Material provided ->

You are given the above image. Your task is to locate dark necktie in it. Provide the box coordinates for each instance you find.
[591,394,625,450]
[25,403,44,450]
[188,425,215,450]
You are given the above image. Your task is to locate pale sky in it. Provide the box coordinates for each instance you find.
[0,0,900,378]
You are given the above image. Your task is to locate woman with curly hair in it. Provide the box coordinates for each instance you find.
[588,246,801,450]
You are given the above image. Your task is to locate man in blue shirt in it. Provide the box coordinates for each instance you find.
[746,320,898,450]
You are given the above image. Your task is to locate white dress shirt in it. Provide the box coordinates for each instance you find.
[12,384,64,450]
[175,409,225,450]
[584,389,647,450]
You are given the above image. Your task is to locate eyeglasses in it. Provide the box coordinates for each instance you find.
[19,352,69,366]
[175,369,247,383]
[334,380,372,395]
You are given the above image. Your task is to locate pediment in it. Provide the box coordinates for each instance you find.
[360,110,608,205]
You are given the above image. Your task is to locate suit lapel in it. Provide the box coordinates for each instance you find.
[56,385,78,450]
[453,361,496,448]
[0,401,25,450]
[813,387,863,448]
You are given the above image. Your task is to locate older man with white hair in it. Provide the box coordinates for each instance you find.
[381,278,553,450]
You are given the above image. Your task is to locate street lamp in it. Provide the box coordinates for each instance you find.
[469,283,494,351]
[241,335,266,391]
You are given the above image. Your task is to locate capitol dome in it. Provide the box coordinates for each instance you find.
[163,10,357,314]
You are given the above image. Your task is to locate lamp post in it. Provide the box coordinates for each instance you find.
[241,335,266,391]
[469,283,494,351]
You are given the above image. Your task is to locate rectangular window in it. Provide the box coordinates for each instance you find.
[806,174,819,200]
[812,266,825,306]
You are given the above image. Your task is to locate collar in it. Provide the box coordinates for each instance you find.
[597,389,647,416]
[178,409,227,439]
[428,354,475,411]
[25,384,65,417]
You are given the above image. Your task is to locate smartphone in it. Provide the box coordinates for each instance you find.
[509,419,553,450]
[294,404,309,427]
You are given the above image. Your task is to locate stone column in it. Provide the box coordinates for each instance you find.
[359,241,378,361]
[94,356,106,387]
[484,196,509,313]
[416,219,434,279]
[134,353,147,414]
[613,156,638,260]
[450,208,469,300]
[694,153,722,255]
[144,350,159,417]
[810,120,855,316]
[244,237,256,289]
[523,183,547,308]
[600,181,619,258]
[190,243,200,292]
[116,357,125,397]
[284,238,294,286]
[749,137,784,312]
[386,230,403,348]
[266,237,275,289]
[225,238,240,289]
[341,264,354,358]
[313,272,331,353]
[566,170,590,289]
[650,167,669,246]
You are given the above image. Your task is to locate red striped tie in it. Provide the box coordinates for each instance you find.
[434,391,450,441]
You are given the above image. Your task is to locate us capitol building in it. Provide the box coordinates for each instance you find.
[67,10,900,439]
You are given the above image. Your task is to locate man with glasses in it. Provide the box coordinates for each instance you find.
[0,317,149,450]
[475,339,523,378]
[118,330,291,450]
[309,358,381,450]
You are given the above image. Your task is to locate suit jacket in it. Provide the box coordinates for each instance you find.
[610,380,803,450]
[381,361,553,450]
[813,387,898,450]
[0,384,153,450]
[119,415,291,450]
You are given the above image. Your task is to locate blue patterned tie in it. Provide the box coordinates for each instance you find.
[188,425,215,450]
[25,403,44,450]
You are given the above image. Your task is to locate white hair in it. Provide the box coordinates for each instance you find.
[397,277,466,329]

Instructions to follow ->
Copy out every line of the data above, word for word, from the first line through the last.

Written response ->
You are given the above image. Your task is to locate dark necktie in it. Provide the box coordinates for each instance you find.
[591,394,625,450]
[25,403,44,450]
[188,425,215,450]
You are given the above image. Your task is to locate pale sky in it. Provide the box coordinates for each instance you find.
[0,0,900,378]
You are given the above image. Your task is to locate woman with curly hair in it. Provide the box coordinates for each instance you find.
[588,246,801,450]
You are given the above image. Your task is to locate man in blue shirt in it. Provide the box coordinates for each instance you find.
[746,320,898,450]
You are given the above image. Your task is to locate white dress shirt in it. Provide the box coordinates for each instance you find.
[12,384,64,450]
[175,409,225,450]
[584,389,647,450]
You are given the above image. Your task is to locate eyeglasses in it. Provide the box coordinates for each instance you find.
[19,352,69,366]
[175,369,247,383]
[334,380,372,395]
You are given the above image. Your task is to locate pediment in it. Provide the box coordinates for each instance you find.
[360,110,608,205]
You are given the above image. Your task is to locate suit lapel in it. Provide the box coordinates for each instance you find.
[56,385,78,450]
[453,361,496,448]
[0,401,25,450]
[813,387,863,448]
You are given the above image. Your task is to locate older man with white hair in it. Provide the box coordinates for each instance you find.
[381,278,553,450]
You are given the above image. Your task is to locate street lamp in it. Provide the box coordinates for each instance you find.
[469,283,494,351]
[241,335,266,391]
You are given the above image. Your task is to locate capitol dome in it. Provide the box coordinates for each instance you find.
[163,10,357,314]
You are given the above image. Your task is to locate lamp post in it. Provide the box coordinates for each instance you find.
[241,335,266,391]
[469,283,494,351]
You are given the above image. Your task is to locate rectangular window in it. Provide the box coordinates for each instance you find.
[806,174,819,200]
[812,266,825,306]
You are given the above image. Your task is to locate collar in it. Provide the box coordinates for each instance you find.
[597,389,647,416]
[178,409,227,439]
[428,354,475,411]
[25,384,65,417]
You are given the above image. Your task is to locate smartphone in it. Provide the box coordinates for each instance you find.
[509,419,553,450]
[294,404,309,427]
You are given the above image. Your task is to locate stone column in it. Provide the box coordinates for each instance you find.
[359,241,378,361]
[94,356,106,387]
[484,196,509,313]
[416,219,434,279]
[134,353,147,414]
[613,156,638,260]
[450,208,469,300]
[694,153,722,255]
[144,350,159,417]
[810,120,855,316]
[244,237,256,289]
[523,183,547,308]
[600,181,619,258]
[190,243,200,292]
[116,357,125,397]
[284,238,294,286]
[749,137,784,312]
[386,230,403,348]
[266,237,275,289]
[225,238,240,289]
[341,264,354,358]
[313,272,331,353]
[566,170,590,289]
[650,167,669,246]
You are given the above image. Your task is to locate red striped tie in it. Provide the box coordinates for each instance you find.
[434,391,450,441]
You are given the above image. Your task is to locate us capitol building in it. Provide the box coordinates for each instance you find.
[67,10,900,439]
You are given the above image. Your task is to locate man with glasses in it. Provide the box coordinates for each instance you find.
[0,317,149,450]
[475,339,523,378]
[118,330,291,450]
[309,358,381,450]
You are given the above image. Your task is to locate suit jacket in it. Provide the box coordinates for each instance you find.
[610,380,803,450]
[381,361,553,450]
[813,387,898,450]
[0,384,153,450]
[119,415,291,450]
You are given the above image. Your task is to locate blue patterned tie in it. Provide the box coordinates for each instance you find.
[188,425,215,450]
[25,403,44,450]
You are given the above image. Your task is to locate white hair in it. Provide the box coordinates for each instance you find.
[397,277,466,329]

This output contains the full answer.